Records from a data collection

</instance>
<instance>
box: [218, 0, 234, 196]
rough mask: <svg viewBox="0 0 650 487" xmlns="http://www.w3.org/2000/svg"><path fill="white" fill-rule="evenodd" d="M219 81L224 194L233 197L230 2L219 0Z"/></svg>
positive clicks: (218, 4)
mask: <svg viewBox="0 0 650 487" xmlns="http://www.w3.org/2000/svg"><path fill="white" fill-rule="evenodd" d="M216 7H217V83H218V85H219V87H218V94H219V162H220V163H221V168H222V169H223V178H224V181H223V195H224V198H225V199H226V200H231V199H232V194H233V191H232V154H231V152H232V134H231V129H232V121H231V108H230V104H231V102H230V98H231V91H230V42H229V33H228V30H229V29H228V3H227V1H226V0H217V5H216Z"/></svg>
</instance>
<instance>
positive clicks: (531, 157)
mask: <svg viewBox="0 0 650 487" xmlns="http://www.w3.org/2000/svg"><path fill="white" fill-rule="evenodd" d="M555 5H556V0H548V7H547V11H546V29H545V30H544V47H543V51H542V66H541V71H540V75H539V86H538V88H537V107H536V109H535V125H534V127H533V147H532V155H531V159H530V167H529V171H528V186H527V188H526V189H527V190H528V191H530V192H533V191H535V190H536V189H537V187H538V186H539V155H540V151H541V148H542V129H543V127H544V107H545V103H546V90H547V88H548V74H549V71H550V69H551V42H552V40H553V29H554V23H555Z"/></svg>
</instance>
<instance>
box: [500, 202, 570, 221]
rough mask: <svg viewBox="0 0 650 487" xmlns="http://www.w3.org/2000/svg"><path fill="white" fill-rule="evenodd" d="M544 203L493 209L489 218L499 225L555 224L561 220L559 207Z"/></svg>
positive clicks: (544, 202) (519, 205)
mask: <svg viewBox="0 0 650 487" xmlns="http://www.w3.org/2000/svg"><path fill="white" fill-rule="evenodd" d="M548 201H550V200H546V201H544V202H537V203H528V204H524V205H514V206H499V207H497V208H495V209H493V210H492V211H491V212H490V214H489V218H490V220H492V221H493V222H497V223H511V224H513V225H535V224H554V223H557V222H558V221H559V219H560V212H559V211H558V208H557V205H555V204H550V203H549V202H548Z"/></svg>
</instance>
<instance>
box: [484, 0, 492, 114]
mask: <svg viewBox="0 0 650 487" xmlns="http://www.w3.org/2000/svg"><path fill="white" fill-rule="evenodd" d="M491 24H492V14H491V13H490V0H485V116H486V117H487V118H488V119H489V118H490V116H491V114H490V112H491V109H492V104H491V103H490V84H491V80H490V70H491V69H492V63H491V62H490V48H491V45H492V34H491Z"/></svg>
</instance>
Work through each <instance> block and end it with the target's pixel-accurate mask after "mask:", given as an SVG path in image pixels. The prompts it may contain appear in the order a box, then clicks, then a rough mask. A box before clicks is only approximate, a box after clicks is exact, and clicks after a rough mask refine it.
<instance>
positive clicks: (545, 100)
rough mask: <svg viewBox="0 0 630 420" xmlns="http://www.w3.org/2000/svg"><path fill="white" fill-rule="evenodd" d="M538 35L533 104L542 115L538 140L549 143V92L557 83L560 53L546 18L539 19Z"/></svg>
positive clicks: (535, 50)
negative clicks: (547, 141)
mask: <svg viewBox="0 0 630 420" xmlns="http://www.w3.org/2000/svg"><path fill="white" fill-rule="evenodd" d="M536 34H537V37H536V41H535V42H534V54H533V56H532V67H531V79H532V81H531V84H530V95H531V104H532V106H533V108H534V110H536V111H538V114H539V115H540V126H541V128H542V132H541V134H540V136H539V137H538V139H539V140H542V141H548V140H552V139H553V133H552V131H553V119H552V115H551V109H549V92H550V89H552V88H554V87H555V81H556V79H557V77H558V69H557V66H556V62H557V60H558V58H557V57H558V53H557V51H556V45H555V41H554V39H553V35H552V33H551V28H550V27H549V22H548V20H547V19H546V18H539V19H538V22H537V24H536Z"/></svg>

• **What is needed**
Report every line in the records above that contains the string "positive", copying each such line in full.

• **Answer box**
positive clicks: (218, 4)
positive clicks: (531, 157)
positive clicks: (544, 202) (519, 205)
positive clicks: (545, 100)
positive clicks: (535, 50)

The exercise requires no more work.